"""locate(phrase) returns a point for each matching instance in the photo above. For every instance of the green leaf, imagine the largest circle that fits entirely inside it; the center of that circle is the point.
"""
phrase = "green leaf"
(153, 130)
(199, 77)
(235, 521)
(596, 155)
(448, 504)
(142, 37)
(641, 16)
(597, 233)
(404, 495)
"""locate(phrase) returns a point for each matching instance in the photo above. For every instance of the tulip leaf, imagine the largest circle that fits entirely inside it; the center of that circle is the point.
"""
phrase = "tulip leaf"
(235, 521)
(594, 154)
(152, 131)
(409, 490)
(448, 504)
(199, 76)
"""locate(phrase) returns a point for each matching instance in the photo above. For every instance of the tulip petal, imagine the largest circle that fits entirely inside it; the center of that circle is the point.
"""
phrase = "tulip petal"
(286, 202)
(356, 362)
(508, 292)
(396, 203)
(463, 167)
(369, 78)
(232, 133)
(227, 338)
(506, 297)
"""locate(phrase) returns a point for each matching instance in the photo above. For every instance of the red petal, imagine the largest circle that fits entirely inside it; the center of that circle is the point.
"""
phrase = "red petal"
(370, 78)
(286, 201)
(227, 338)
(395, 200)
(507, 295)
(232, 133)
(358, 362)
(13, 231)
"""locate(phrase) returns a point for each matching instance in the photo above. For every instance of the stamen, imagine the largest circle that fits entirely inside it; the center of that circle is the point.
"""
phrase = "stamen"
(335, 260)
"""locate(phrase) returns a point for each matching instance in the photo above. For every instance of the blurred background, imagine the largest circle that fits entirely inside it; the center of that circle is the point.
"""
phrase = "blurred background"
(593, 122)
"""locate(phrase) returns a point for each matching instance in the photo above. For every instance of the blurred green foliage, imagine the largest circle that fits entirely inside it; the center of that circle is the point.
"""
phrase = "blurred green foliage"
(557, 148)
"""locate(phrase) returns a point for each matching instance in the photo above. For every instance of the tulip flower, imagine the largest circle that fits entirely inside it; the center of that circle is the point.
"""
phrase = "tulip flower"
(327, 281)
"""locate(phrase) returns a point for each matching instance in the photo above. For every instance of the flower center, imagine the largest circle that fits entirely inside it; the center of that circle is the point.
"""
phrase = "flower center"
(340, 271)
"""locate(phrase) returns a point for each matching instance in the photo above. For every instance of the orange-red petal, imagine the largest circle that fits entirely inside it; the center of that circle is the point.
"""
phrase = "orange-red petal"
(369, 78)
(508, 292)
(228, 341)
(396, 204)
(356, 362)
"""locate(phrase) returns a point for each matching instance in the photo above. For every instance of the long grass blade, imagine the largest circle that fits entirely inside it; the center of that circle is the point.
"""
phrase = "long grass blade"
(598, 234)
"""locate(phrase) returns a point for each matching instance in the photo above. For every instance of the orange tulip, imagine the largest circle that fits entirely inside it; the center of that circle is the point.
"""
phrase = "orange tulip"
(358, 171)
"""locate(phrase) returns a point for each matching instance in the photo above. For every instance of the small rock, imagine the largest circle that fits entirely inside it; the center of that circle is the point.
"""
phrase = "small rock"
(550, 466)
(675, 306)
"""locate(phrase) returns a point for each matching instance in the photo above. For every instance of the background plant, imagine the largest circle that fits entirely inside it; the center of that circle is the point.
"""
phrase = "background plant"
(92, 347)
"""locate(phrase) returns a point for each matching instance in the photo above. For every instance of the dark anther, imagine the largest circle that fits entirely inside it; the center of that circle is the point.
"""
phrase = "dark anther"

——

→ **Given problem**
Rewrite the lines above as a numbered list, leaving out any blank lines.

→ **Task answer**
1. """locate(phrase) returns a point for each matching instance in the photo above. For every instance of the green leaf, imagine the largest circle that fits entirely inside it; the center of that circle is the point.
2. """
3. phrase = "green leaf"
4. (153, 130)
5. (199, 77)
6. (235, 521)
7. (596, 155)
8. (448, 504)
9. (142, 37)
10. (641, 16)
11. (597, 233)
12. (404, 495)
13. """locate(phrase) returns a point for each matching instance in the photo above. For every instance of the tulip leaf, imagine the largest circle that fits entirely inside it; the center of that circle is the point.
14. """
15. phrase = "tulip leaf"
16. (235, 521)
17. (594, 154)
18. (152, 131)
19. (409, 490)
20. (448, 504)
21. (199, 76)
22. """locate(phrase) returns a point for each matching instance in the photo above. For every instance of the tulip petal, imagine the largest circle that fits entirely inside it; the center of that circle is the point.
23. """
24. phrase = "tulip petal"
25. (286, 202)
26. (356, 362)
27. (508, 292)
28. (396, 203)
29. (463, 167)
30. (369, 78)
31. (232, 133)
32. (227, 338)
33. (506, 297)
34. """locate(phrase) returns a point for each matching instance in the photo above. For every instance of the red petal, imagine the largest circle that fits entirely inside it; the center of that circle is the point.
35. """
36. phrase = "red petal"
37. (370, 78)
38. (286, 201)
39. (227, 338)
40. (395, 200)
41. (507, 295)
42. (232, 133)
43. (358, 362)
44. (13, 231)
45. """locate(phrase) returns a point for each matching instance in the photo above. For every instance of the stamen, imagine the largest circle that fits entirely inside it; the center of that circle is the point.
46. """
47. phrase = "stamen"
48. (335, 260)
49. """locate(phrase) returns a point for each matching instance in the photo above. For every instance of the blurred background, imagine the largest circle that fits entirely inside it; the center of that circle is the point.
50. """
51. phrase = "blurred background"
52. (593, 122)
53. """locate(phrase) returns a point for each matching instance in the photo above. For every instance of the blurred green foliage, imagine the largest circle that fits entirely inside it; the center of that circle is the point.
54. """
55. phrase = "blurred green foliage"
56. (557, 148)
57. """locate(phrase) returns a point for each matching instance in the photo above. For every instance of the tulip flower, imagine the largest circle that fits entirely inside it; the center of that circle is the point.
58. """
59. phrase = "tulip flower"
60. (327, 281)
61. """locate(phrase) returns a point for each matching instance in the photo above. For every instance of the flower center, imagine the largest circle that fits entirely inside it; the center of that circle is the point.
62. """
63. phrase = "flower center"
64. (340, 271)
65. """locate(phrase) returns a point for each matching instance in the photo above. For every instance of the orange-red petal, imagine the largest circle that fits entirely inside it; the center of that circle is the point.
66. """
67. phrase = "orange-red petal"
68. (369, 78)
69. (508, 292)
70. (228, 341)
71. (396, 204)
72. (356, 362)
73. """locate(phrase) returns a point for each matching instance in the photo above. For every instance of the long grass blade, imagine the largest circle that fits entirely inside it; the center of that circle is the point.
74. """
75. phrase = "long grass blade"
76. (598, 234)
77. """locate(phrase) returns a point for each matching instance in the photo above. For every instance of the orange tulip, imagine the largest circle that fits entirely inside it; the center of that circle is the point.
78. """
79. phrase = "orange tulip"
80. (358, 171)
81. """locate(phrase) returns a point for each matching instance in the photo above. For every instance of the small rock, imagine the largest circle that fits entirely inside it; the center of that circle is the point.
82. """
83. phrase = "small rock"
84. (550, 466)
85. (675, 306)
86. """locate(phrase) returns a point for each matching instance in the photo above. For every instance of the background plant, imagine the largest circle that fits entirely inside it; the center of that circle is the point.
87. """
88. phrase = "background plant"
89. (92, 347)
90. """locate(phrase) returns a point for each matching instance in the photo above. For every instance of the dark anther, imagine the largest circle that fits entirely inside it; the center of that circle is the point.
91. """
92. phrase = "dark anther"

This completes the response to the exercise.